## Directions for this task
Write out the material below exactly, beginning at the line that contains "the wooden cutting" and ending with its last line, both ends included; write nothing else.

## Extracted information
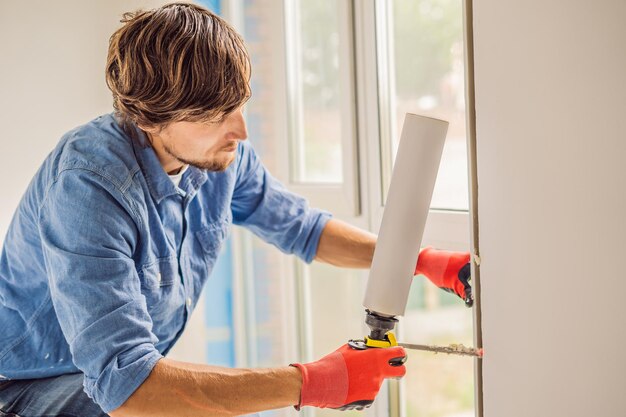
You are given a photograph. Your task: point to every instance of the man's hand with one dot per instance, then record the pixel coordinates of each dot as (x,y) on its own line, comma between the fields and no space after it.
(450,271)
(348,378)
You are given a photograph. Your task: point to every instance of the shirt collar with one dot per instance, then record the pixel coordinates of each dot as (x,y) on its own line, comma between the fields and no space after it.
(159,183)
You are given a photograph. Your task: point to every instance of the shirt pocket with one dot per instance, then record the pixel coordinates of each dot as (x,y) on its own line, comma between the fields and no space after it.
(160,273)
(212,239)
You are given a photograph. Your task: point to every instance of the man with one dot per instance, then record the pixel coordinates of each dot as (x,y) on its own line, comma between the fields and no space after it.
(120,228)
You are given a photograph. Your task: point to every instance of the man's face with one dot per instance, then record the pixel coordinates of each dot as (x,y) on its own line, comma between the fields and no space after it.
(206,145)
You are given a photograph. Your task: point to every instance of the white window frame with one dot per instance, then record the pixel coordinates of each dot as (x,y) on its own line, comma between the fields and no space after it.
(366,150)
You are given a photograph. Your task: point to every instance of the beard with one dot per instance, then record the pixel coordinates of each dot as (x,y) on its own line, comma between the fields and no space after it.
(213,165)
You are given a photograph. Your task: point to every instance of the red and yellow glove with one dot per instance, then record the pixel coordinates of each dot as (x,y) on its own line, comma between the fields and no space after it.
(349,378)
(449,271)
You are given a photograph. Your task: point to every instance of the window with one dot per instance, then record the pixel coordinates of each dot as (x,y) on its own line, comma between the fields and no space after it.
(336,147)
(420,46)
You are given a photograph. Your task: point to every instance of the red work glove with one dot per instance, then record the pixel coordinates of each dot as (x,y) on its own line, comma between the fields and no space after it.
(349,378)
(450,271)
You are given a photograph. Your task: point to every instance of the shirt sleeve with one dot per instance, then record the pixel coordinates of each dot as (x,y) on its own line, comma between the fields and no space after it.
(88,237)
(264,206)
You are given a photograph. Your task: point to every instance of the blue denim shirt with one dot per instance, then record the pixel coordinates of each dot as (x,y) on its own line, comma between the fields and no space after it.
(105,258)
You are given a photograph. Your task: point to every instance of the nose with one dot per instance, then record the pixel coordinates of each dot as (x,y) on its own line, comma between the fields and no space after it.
(238,128)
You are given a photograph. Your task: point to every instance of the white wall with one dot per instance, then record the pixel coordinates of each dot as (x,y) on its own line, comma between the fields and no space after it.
(52,58)
(551,142)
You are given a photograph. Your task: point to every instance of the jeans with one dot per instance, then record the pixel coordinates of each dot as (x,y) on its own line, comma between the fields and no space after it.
(60,396)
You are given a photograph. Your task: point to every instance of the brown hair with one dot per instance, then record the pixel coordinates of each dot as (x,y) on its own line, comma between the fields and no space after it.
(177,62)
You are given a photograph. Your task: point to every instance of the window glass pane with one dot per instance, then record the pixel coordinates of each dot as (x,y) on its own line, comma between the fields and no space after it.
(427,39)
(437,385)
(337,314)
(426,76)
(316,94)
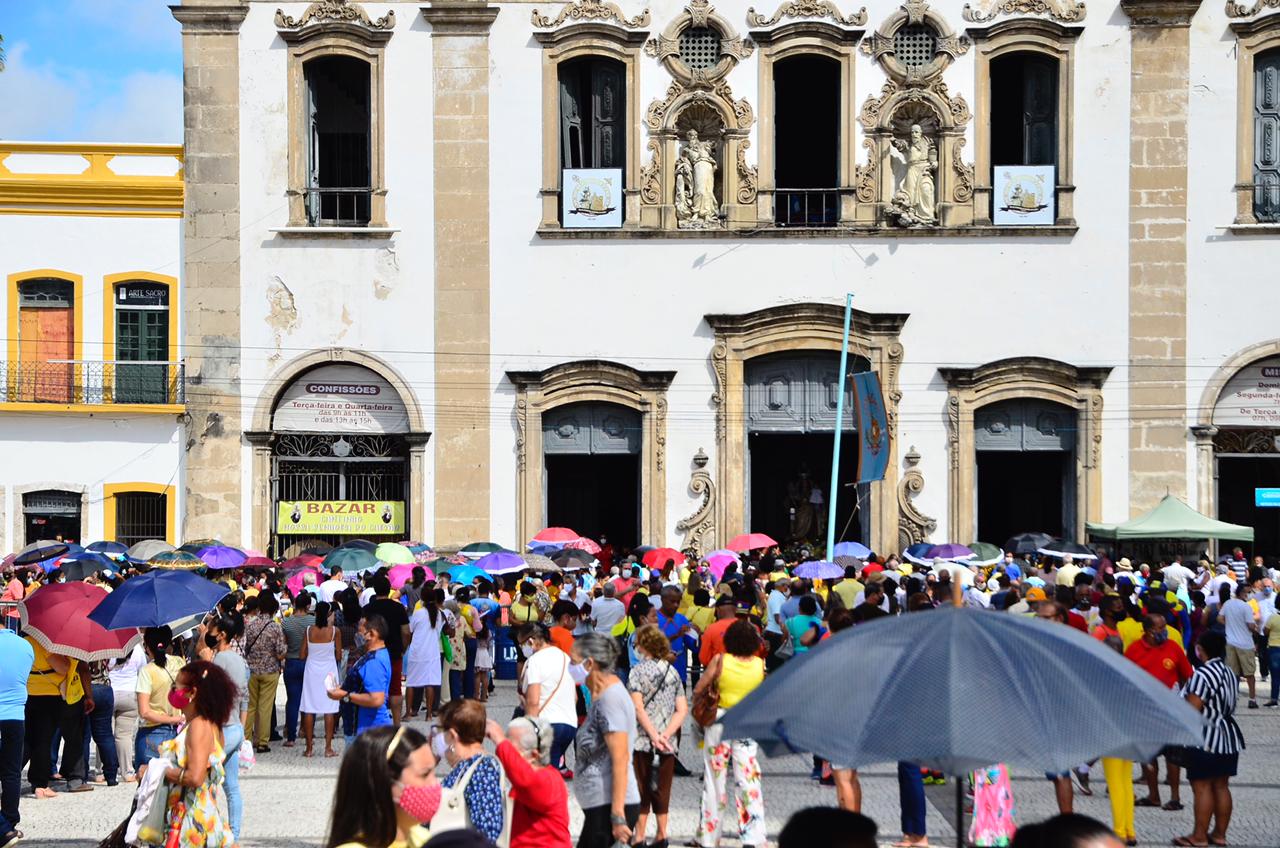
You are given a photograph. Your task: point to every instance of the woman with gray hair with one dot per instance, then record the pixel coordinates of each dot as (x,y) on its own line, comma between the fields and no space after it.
(539,811)
(606,783)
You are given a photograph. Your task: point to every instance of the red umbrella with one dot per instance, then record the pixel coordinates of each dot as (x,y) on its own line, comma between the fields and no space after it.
(557,534)
(56,616)
(750,542)
(657,557)
(584,543)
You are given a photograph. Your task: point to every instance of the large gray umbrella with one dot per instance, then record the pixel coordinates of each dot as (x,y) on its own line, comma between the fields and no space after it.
(982,683)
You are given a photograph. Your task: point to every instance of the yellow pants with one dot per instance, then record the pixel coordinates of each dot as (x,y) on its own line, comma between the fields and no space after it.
(1119,774)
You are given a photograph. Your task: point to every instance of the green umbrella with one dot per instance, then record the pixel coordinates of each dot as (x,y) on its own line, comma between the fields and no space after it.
(984,554)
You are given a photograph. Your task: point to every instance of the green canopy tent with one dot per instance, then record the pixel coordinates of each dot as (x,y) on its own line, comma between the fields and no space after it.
(1171,519)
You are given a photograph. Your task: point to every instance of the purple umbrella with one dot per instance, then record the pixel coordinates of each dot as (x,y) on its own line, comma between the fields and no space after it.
(952,552)
(222,556)
(819,569)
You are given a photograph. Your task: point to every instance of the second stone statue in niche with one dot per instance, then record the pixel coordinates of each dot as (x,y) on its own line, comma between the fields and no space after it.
(695,185)
(914,195)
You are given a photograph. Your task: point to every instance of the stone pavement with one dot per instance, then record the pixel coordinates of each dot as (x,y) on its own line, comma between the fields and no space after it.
(287,797)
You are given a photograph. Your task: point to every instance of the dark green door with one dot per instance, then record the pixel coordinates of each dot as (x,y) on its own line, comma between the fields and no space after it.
(141,337)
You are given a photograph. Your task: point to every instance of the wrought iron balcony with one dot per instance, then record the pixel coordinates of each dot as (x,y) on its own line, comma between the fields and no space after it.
(97,382)
(807,206)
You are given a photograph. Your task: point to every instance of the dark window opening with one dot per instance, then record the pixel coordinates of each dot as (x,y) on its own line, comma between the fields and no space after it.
(1266,137)
(1023,110)
(339,187)
(807,141)
(140,515)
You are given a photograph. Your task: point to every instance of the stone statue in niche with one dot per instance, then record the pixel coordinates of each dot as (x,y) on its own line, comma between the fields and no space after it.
(695,183)
(914,194)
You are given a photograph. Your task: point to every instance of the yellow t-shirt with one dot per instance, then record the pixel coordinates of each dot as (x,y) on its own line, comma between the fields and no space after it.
(155,683)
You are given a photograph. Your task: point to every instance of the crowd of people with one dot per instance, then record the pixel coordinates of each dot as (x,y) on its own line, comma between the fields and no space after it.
(615,666)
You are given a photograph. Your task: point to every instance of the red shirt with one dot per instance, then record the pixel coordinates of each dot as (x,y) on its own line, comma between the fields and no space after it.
(539,814)
(1166,662)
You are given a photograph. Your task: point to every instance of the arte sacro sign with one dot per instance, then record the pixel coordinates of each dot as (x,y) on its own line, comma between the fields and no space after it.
(341,399)
(1251,397)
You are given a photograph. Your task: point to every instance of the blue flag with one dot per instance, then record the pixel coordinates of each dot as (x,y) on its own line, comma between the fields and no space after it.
(872,428)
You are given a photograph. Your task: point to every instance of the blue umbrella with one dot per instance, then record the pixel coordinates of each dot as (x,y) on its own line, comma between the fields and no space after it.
(155,598)
(853,548)
(881,682)
(819,569)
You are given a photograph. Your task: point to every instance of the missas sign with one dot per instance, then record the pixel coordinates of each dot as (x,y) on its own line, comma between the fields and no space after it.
(341,399)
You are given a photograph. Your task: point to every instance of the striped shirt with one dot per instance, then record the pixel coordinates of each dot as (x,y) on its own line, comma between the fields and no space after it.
(1217,687)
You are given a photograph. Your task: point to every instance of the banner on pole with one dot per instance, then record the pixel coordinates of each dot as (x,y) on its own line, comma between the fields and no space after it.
(872,428)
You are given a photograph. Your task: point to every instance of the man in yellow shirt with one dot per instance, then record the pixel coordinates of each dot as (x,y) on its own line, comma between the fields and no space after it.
(58,696)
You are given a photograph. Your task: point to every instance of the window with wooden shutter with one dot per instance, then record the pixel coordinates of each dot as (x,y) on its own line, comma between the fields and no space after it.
(593,106)
(1266,137)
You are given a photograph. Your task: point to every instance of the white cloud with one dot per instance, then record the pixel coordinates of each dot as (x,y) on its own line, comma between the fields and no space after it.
(44,103)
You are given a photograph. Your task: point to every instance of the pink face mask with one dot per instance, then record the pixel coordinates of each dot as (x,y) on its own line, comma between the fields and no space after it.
(179,698)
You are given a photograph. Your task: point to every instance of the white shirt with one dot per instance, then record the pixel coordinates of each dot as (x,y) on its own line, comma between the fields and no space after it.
(329,588)
(1237,616)
(606,612)
(549,670)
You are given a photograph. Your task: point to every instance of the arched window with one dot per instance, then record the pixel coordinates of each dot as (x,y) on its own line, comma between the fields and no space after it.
(339,131)
(593,109)
(1266,137)
(1024,109)
(807,140)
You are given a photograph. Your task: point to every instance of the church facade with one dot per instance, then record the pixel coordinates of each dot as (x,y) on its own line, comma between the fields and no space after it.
(497,267)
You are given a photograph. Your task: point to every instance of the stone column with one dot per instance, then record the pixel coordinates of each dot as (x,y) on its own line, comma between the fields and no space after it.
(211,285)
(1159,78)
(460,65)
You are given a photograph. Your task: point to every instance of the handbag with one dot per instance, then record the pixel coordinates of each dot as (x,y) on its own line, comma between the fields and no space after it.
(707,694)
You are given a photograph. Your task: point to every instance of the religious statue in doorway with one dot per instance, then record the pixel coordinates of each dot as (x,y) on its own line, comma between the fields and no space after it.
(914,196)
(695,185)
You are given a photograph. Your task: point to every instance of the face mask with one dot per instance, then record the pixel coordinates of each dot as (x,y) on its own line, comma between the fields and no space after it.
(420,802)
(179,698)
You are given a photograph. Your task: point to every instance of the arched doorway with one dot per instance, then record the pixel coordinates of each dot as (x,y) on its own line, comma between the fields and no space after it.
(1246,445)
(790,427)
(592,470)
(1025,468)
(337,455)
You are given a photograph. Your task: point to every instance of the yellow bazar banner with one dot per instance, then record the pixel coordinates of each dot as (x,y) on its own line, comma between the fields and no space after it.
(353,518)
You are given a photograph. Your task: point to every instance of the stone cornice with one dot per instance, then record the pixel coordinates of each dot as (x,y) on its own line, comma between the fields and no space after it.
(460,18)
(1160,13)
(224,19)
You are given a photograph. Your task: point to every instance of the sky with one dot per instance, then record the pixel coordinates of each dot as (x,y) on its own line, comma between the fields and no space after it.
(91,71)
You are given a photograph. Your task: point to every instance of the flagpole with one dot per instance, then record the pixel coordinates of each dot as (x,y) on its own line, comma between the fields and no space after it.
(841,378)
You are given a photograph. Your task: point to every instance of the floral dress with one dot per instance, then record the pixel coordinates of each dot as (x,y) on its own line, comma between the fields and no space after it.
(200,824)
(992,808)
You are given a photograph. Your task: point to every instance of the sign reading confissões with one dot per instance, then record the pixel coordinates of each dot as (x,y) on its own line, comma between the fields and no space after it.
(348,518)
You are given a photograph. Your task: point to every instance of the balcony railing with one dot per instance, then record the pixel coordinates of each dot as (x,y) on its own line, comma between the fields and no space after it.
(807,206)
(97,382)
(339,206)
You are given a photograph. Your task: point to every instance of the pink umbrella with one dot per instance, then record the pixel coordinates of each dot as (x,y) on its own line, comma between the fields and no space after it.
(750,542)
(557,534)
(584,543)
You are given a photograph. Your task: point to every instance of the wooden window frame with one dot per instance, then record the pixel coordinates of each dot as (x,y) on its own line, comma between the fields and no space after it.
(1047,39)
(598,41)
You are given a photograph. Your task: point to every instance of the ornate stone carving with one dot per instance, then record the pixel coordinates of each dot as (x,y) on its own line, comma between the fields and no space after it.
(339,10)
(746,176)
(807,9)
(699,528)
(593,10)
(914,527)
(650,176)
(1055,10)
(963,190)
(1240,10)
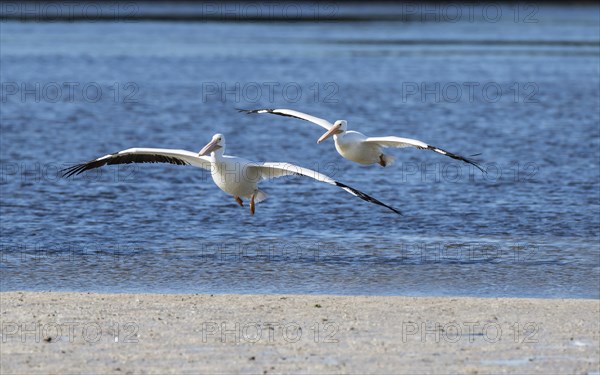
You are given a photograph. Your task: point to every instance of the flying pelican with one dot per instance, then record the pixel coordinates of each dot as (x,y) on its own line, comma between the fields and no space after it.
(236,176)
(356,146)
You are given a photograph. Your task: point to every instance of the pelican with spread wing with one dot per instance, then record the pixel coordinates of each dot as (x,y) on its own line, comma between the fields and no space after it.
(356,146)
(236,176)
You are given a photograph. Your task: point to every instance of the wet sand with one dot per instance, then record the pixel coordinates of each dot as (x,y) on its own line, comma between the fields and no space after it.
(50,332)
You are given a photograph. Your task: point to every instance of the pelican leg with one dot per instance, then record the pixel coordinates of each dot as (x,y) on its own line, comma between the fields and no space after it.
(240,202)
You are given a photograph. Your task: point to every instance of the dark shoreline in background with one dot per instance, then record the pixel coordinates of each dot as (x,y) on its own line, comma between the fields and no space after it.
(270,11)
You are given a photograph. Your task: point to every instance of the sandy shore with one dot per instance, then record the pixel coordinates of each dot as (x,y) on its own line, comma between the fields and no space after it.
(150,333)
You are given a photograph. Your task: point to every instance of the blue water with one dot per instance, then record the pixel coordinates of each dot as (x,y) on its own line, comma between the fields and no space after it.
(530,227)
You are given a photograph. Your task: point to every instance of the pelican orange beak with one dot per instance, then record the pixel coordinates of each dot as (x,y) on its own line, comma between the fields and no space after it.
(210,147)
(335,129)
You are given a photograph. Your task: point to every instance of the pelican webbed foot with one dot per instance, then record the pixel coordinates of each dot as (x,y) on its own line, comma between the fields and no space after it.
(240,202)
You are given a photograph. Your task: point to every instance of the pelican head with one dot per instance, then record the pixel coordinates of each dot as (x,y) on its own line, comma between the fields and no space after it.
(339,127)
(216,143)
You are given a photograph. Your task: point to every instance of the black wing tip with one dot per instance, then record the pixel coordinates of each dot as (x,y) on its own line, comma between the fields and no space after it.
(73,171)
(458,157)
(366,197)
(251,111)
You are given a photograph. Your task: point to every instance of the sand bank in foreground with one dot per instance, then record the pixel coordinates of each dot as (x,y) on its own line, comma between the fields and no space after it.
(151,333)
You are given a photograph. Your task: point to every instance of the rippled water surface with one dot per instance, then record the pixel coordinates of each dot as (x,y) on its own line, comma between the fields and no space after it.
(524,95)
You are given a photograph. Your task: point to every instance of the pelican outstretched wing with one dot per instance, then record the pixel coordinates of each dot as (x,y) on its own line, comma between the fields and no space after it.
(407,142)
(142,155)
(274,170)
(291,113)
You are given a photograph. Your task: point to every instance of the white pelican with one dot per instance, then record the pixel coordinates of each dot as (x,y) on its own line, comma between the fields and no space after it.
(356,146)
(236,176)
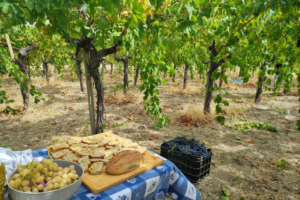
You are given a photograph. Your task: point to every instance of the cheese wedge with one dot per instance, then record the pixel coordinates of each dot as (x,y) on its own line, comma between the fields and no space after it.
(60,154)
(60,146)
(74,140)
(71,157)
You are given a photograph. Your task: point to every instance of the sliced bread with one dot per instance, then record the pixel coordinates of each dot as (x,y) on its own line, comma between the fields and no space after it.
(60,146)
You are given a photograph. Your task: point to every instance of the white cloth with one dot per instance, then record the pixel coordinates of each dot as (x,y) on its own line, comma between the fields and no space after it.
(11,159)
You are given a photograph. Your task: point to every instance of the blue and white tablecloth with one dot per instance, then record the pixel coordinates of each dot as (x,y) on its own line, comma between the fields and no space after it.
(153,184)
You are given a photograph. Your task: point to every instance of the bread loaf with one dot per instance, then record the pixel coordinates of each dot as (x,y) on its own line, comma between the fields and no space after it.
(124,161)
(96,168)
(74,140)
(60,146)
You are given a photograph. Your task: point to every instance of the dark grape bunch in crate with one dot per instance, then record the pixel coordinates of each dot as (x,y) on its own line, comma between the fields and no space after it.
(189,155)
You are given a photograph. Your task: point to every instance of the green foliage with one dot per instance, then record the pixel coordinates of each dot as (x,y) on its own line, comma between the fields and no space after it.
(56,140)
(281,164)
(248,125)
(117,124)
(162,33)
(157,126)
(6,146)
(238,138)
(226,193)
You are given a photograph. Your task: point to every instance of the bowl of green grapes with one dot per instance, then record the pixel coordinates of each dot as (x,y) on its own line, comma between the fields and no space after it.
(45,180)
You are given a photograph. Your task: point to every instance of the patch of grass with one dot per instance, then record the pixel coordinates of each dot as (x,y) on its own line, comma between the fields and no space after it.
(56,140)
(248,125)
(117,124)
(6,146)
(281,111)
(120,98)
(281,164)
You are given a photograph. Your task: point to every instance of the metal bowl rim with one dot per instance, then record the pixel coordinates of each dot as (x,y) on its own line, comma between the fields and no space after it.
(40,193)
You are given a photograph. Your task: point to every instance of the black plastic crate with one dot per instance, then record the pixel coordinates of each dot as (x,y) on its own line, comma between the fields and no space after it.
(194,168)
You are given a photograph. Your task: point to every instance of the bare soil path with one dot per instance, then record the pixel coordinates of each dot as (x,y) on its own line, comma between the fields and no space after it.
(245,167)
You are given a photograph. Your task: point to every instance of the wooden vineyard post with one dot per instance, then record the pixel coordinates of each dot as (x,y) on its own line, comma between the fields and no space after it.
(9,46)
(89,91)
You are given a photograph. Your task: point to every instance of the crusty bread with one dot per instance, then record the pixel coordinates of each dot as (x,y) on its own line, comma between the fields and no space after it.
(84,159)
(77,147)
(84,165)
(84,152)
(91,140)
(102,143)
(96,168)
(99,149)
(60,154)
(108,153)
(97,154)
(130,145)
(92,146)
(124,161)
(74,140)
(60,146)
(109,147)
(105,161)
(142,150)
(95,160)
(71,157)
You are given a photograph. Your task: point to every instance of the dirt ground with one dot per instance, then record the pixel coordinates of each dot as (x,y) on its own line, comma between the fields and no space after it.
(245,167)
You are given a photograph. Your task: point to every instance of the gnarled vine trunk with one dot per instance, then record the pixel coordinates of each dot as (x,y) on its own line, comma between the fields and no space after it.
(186,71)
(137,73)
(173,79)
(260,84)
(209,81)
(92,58)
(22,53)
(222,74)
(79,70)
(125,70)
(46,69)
(103,68)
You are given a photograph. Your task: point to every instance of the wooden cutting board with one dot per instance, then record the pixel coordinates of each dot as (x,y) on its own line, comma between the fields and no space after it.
(100,183)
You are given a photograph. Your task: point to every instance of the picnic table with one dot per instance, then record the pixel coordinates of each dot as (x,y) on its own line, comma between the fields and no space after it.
(153,184)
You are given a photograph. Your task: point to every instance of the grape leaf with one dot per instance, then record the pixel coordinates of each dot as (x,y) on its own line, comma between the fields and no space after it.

## Exercise response
You are given a photograph. Your task: point to every instance of the wooden cutting board with one dot per instance, then record the pixel coordinates of each dot as (x,y) on its own line, comma between the fields and no space after it.
(100,183)
You are given a photograph. Your task: point to every instance of the picnic table with one dot per instance, then record the pixel coordinates of each dot as (x,y) on its own line, comma between the fields and no space after it.
(153,184)
You are given a photograph. Your task: point to every instance of the grape leaf with one dot per instance, then record the pixel coordinates of each dot as (x,y) on its own line, comma between the fields and no space after it.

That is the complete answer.